Compito da svolgere: Fornisca il seguito del testo riportato più sotto sui rapporti tra Sardegna, Corsica e Minorca in età nuragica, riprendendo subito dopo la sua ultima frase.

Pagina:

-----

Agli albori della civiltà nuragica, Corsica meridionale e Minorca, appaiono legate alla Sardegna da un rapporto speciale e propongono identiche costruzioni megalitiche: nuraghe in Sardegna, torri in Corsica, talajots in Minorca. Più tardi, nel corso del XIII a.C., in Corsica abbiamo edifici con torri circolari a più piani, che mostrano una slanciata volta nella camera. L'aggetto e la tecnica costruttiva regolare dei filari, indicano che la volta della camera di queste costruzioni era di sezione ogivale. Gli strettissimi rapporti con Minorca sono confermati dalla diffusione delle navetas, grandi tombe absidate megalitiche d'uso collettivo, costruite a filari sopra il suolo, che richiamano le tombe di giganti nuragiche. Nel campo dell'architettura sepolcrale della Corsica va osservato che ad un momento coevo a quello in cui si sviluppò in Sardegna la facies di Sant'Iroxi vanno riferite alcune allèes. Abbiamo un'usanza, già documentata in Gallura: inumare i defunti all'interno di piccoli anfratti di roccia granitica, appena adattati artificialmente. Queste grotticelle prendono il nome di tafoni. Questo costume, proprio di comunità pastorali corse, si diffuse in Corsica e in Gallura già nel Neolitico, ancora prima dell'introduzione delle grandi sepolture a circolo e dei sepolcri dolmenici.

-----

Dati registrati:
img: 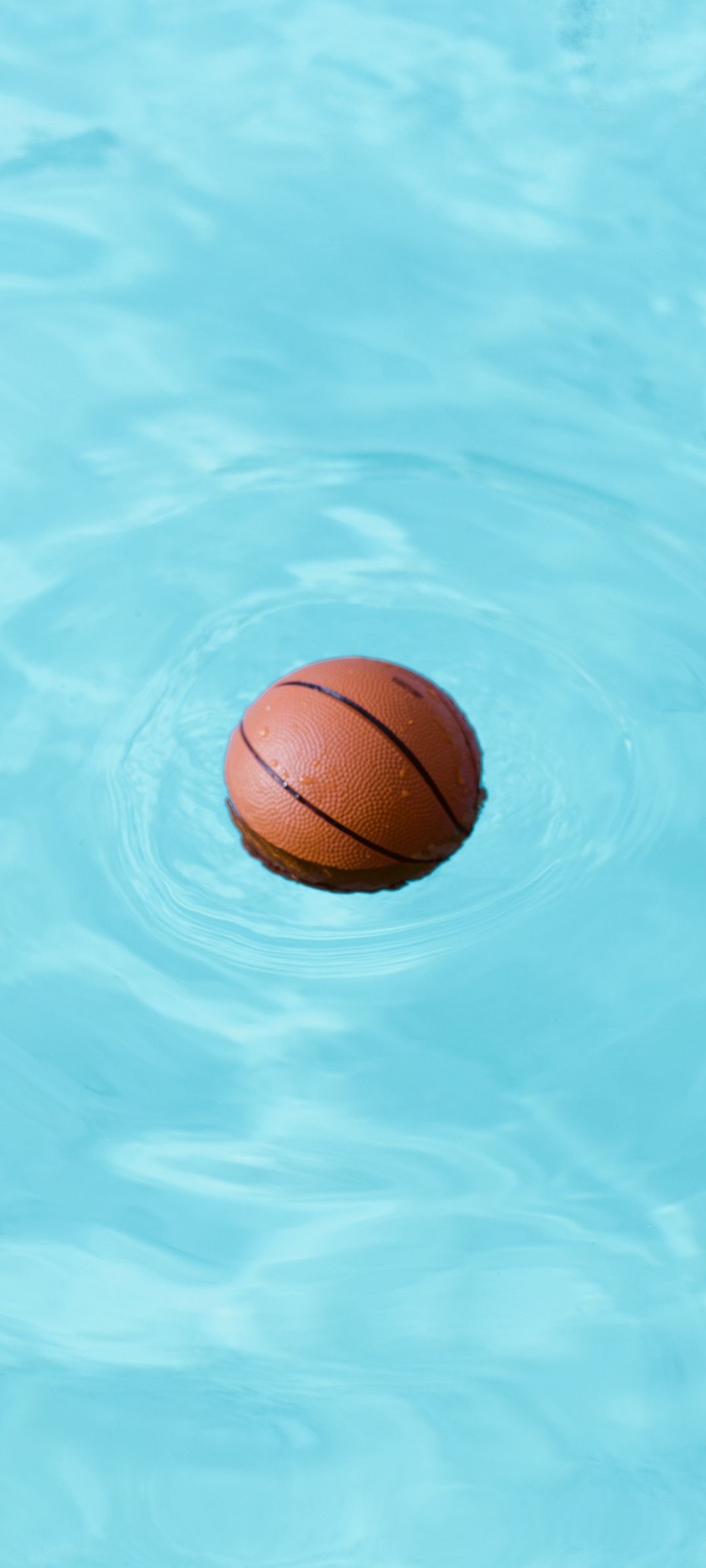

-----

La risposta:
Spostandoci nelle regioni del Mediterraneo orientale, finora non sono state osservate forti somiglianze fra le costruzioni fortificate nuragiche e quelle cretesi e micenee nel periodo compreso tra il XVI e il XIV a.C. Creta non sembra conoscere neppure vere e proprie mura di difesa degli abitati, benché il palazzo regio sia costruito in modo tale da controllare almeno gli accessi.
Diversamente, a partire dalla fine del XIV a.C., alcuni particolari costruttivi micenei presuppongono esperienze architettoniche note ai maestri sardi: corridoi coperti costruiti su due piani nelle cortine del bastione trilobato di Santu Antine in Torralba, e i corridoi di taglio ogivale dell'Unterburg di Tirinto. Altre affinità stilistiche le abbiamo nel taglio ogivale delle porte delle fortezze micenee che propongono anche il disegno del trilite realizzato con due lastroni laterali sormontati da una architrave, esattamente come in diverse tombe di giganti. Nelle fortezze ittite dello stesso periodo i tagli ogivali fanno la loro comparsa anche nelle porte, non diversamente da Micene e da alcune città del Vicino Oriente.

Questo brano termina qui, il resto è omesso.